● SUPPLIED MATERIAL:

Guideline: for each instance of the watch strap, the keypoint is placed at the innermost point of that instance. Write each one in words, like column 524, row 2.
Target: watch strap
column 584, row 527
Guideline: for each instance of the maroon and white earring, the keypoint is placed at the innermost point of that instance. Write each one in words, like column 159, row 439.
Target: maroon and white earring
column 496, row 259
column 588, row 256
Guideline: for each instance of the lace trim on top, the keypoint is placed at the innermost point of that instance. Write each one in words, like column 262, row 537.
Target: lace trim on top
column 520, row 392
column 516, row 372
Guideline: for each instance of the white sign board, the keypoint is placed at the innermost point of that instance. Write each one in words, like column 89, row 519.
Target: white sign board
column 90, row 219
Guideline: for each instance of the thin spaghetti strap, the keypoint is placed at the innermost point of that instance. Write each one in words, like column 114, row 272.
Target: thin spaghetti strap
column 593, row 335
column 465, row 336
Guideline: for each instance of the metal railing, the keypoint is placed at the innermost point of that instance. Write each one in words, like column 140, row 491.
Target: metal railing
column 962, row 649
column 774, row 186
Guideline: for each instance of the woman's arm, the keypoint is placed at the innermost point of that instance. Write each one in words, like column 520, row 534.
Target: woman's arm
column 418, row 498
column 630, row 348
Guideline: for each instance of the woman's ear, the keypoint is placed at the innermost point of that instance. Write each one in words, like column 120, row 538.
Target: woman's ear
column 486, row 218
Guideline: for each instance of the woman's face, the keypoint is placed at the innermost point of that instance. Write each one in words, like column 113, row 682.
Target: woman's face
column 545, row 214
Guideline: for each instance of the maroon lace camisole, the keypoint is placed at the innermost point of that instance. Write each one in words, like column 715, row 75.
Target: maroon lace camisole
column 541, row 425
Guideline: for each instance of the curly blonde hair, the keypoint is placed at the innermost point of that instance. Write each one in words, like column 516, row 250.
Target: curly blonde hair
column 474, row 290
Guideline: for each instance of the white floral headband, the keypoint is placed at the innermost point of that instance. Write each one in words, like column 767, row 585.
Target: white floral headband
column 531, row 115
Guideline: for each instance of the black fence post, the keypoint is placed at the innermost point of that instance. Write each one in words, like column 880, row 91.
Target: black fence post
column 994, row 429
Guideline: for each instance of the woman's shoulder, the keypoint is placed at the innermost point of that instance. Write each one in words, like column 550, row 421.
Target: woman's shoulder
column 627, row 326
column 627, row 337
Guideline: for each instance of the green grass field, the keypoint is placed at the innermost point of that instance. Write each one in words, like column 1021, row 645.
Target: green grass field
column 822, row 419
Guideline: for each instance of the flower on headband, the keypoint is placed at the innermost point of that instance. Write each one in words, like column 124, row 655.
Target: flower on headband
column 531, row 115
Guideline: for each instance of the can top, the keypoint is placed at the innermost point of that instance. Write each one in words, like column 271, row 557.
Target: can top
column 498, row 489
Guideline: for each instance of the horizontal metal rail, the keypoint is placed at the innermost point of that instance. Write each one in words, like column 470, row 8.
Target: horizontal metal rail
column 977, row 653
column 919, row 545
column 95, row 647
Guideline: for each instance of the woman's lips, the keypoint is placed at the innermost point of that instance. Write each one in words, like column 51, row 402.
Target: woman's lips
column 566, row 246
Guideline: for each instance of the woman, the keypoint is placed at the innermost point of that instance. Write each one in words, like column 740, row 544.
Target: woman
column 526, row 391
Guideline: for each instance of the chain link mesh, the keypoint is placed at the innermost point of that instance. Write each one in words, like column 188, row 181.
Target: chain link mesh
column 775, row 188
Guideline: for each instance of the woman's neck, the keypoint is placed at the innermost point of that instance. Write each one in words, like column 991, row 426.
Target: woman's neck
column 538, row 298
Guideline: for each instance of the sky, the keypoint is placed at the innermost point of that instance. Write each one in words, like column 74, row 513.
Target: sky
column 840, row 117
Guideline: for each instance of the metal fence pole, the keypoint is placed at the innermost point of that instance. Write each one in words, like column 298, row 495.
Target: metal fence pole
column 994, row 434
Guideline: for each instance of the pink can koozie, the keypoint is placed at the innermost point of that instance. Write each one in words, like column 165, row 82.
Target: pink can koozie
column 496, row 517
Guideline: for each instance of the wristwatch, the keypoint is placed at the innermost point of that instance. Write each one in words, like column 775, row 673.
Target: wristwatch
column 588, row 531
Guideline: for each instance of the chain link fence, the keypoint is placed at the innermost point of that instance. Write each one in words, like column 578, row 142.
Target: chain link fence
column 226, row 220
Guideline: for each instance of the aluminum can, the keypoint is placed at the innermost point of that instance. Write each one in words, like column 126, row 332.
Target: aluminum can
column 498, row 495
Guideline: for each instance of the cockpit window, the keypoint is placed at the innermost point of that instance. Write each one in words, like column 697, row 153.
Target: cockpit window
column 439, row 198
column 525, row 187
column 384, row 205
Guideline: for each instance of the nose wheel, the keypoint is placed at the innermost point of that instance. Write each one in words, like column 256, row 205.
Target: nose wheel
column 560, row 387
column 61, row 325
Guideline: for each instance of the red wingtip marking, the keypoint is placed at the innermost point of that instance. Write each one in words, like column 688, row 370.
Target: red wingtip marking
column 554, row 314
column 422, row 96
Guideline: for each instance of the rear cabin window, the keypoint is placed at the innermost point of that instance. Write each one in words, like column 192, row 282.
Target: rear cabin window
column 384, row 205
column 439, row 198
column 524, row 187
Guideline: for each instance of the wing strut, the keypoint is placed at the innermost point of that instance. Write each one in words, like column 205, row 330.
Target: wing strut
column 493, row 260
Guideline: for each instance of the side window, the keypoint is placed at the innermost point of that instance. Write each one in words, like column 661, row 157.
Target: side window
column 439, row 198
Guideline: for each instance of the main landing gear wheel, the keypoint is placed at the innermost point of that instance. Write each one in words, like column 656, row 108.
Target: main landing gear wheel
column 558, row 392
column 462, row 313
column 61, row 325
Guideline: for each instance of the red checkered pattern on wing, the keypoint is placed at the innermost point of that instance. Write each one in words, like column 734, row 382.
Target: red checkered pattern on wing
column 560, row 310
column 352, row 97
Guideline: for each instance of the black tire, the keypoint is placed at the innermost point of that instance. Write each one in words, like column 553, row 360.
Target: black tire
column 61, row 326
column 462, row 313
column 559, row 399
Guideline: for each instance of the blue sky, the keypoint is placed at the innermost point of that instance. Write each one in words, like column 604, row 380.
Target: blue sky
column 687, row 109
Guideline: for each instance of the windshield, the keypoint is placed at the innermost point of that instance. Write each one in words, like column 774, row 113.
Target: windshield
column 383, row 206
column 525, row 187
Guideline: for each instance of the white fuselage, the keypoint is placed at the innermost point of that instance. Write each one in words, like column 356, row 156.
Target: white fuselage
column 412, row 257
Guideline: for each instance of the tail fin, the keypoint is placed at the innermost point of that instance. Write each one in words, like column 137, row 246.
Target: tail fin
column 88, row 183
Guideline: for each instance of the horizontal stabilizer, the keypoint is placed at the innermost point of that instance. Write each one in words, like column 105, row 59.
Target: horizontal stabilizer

● SHORT PROBLEM:
Return every line of the entries verbatim, starting from the very first line and continuing down to and including the line that contains "column 630, row 348".

● RESULT OF THE EXERCISE:
Guideline: for each instance of the watch strap, the keypoint is placed at the innermost point of that instance. Write each one in words, like column 524, row 2.
Target: watch strap
column 584, row 527
Guideline: for each instance of the maroon and white earring, the keypoint is placed at the innermost point of that instance. Write each one in words, like column 159, row 439.
Target: maroon and white earring
column 496, row 259
column 588, row 256
Guideline: for each instance of the lace trim on top, the keypoint is placed at the innermost point of that instance. Write each one in words, like column 262, row 537.
Target: lace trim on top
column 520, row 392
column 516, row 372
Guideline: for each instance of the white sign board, the keypoint is placed at the innermost point of that instance. Write each one in words, like column 89, row 519.
Target: white sign board
column 90, row 219
Guideline: for each instance of the thin spaghetti strap, the keypoint is placed at the innermost point of that instance. Write each one in words, like column 114, row 272.
Target: thin spaghetti strap
column 593, row 335
column 465, row 336
Guideline: for each instance of the metal railing, the keypoint is placed at the innermost point of that instance. Write each one in words, like column 140, row 491.
Target: metal railing
column 962, row 649
column 774, row 186
Guideline: for each instance of the woman's arm, the keypoint is placed at the innermost point of that instance. Write each one in words, like column 520, row 534.
Target: woman's arm
column 418, row 498
column 630, row 348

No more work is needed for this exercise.